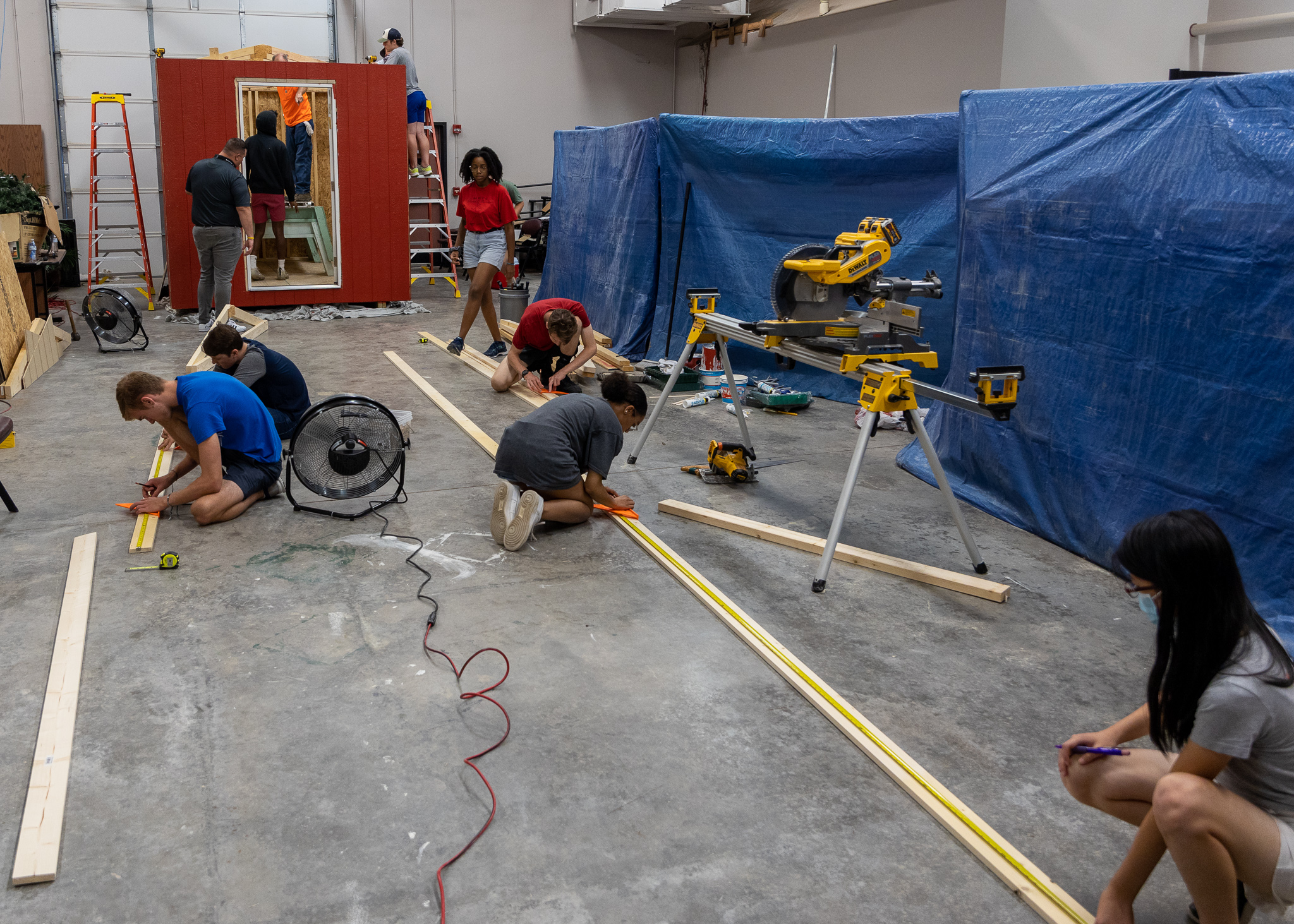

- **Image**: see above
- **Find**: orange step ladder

* * *

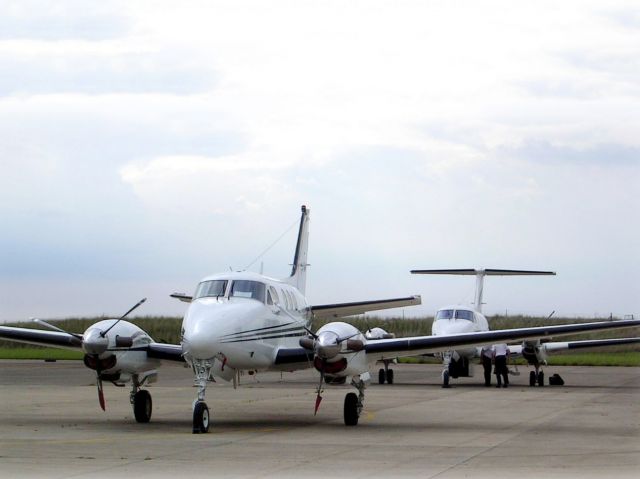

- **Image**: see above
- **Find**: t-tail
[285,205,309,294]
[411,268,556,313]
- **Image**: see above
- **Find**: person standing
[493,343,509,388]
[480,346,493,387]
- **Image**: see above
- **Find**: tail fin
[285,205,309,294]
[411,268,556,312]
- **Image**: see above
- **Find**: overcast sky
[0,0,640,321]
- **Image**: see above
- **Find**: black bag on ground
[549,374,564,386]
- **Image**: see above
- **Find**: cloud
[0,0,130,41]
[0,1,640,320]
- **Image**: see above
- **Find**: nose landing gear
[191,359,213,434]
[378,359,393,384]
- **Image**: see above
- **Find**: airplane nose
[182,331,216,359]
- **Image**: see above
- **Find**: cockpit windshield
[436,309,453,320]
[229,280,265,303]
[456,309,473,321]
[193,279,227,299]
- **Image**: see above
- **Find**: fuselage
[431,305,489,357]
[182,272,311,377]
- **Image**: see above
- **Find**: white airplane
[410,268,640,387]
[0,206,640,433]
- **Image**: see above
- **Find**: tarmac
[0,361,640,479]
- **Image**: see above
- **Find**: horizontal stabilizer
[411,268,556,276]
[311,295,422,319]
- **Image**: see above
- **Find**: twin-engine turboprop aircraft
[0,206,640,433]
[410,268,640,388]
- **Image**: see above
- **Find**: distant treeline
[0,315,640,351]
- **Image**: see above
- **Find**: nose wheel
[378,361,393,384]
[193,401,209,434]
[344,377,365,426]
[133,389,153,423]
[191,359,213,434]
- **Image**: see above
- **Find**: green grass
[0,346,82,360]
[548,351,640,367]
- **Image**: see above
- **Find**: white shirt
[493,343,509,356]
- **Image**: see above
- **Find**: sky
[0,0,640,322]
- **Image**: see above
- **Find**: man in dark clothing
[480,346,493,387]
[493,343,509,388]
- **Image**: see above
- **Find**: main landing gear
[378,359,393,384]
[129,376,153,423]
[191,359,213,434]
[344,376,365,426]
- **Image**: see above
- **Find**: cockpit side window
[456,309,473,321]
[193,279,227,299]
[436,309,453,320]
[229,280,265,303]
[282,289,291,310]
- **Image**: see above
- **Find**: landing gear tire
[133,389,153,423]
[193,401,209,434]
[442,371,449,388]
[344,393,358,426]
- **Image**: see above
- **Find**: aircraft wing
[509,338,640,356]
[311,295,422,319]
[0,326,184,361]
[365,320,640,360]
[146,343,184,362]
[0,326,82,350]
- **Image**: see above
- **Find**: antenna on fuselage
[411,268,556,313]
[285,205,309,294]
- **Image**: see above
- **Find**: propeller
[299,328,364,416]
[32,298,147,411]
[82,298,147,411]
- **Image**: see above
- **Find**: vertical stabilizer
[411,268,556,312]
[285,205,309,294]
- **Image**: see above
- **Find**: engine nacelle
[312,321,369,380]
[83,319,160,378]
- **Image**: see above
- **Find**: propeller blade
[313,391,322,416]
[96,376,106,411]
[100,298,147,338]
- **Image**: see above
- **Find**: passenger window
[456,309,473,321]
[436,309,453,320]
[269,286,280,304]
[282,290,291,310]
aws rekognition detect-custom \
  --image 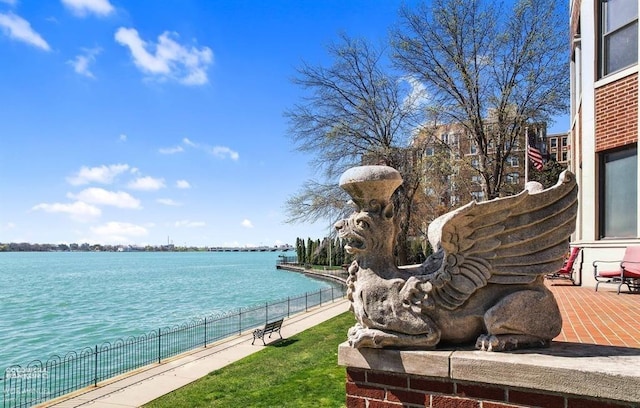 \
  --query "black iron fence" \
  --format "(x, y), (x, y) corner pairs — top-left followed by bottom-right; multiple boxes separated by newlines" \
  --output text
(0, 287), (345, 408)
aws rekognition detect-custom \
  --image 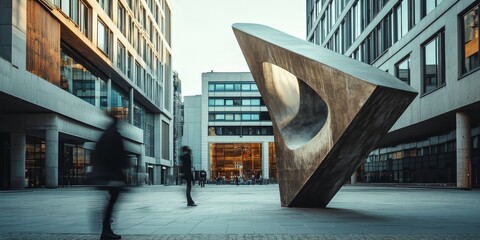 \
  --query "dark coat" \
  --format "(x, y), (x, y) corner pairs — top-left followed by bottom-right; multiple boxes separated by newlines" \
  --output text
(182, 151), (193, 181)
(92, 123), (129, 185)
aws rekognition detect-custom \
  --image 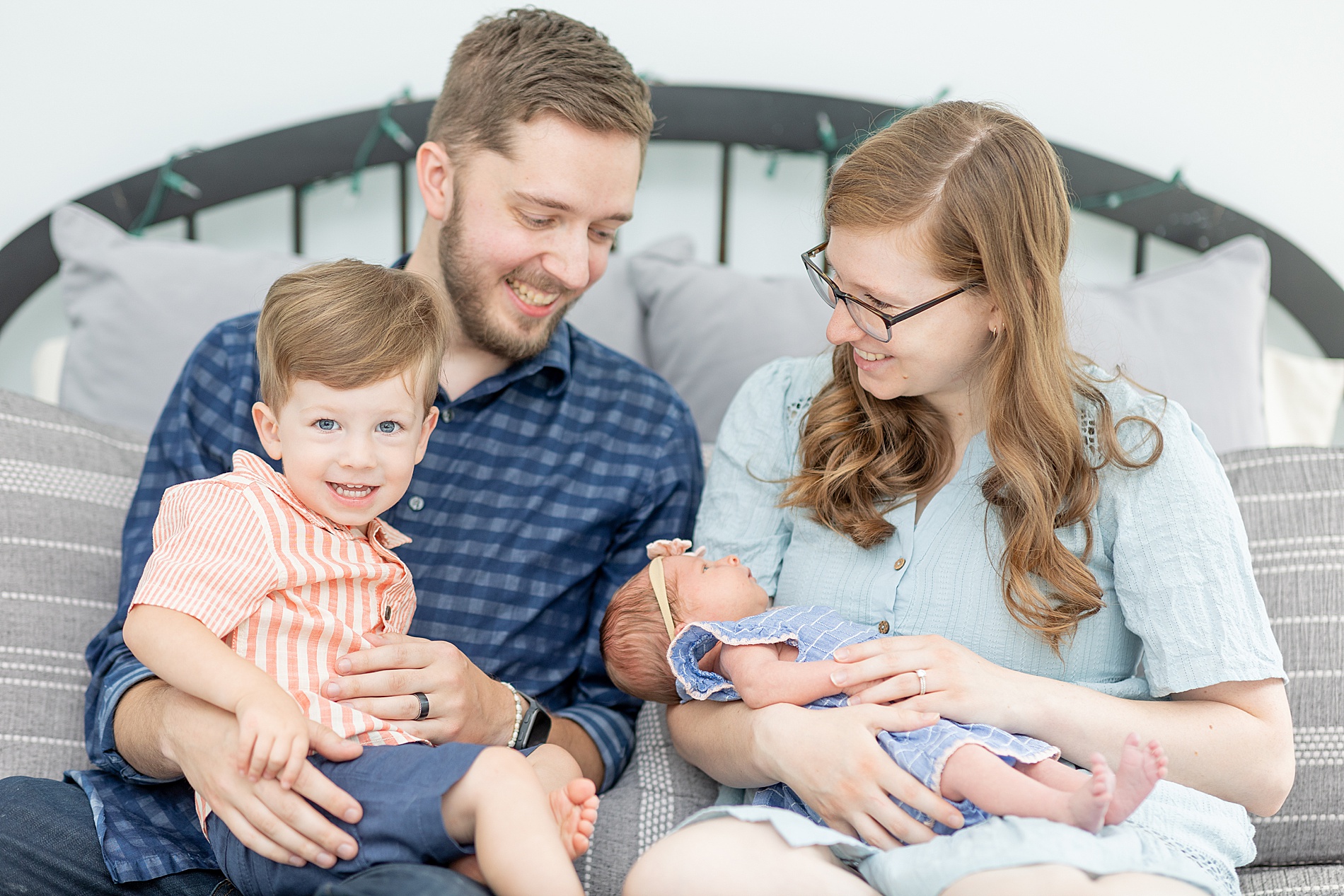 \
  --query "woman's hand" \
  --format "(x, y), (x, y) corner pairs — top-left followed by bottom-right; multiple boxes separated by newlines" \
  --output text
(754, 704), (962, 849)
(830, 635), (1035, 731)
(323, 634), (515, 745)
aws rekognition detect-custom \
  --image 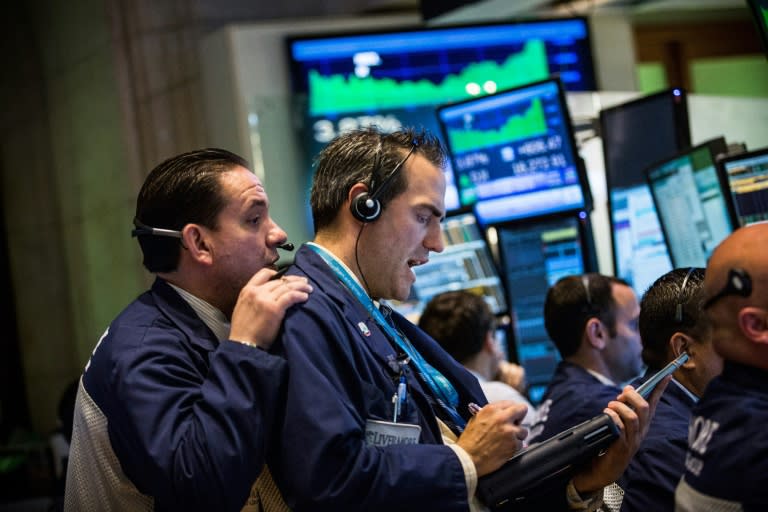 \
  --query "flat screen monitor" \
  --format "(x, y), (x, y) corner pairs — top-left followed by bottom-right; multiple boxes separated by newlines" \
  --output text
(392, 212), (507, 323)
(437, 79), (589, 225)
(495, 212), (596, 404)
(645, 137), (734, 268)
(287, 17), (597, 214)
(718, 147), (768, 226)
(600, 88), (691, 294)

## TASK STATEMENT
Show every line of the entries above that holds the string "engine". Case counts.

## THE SOLUTION
- **Find**: twin-engine turboprop aircraft
- **Find**: engine nacelle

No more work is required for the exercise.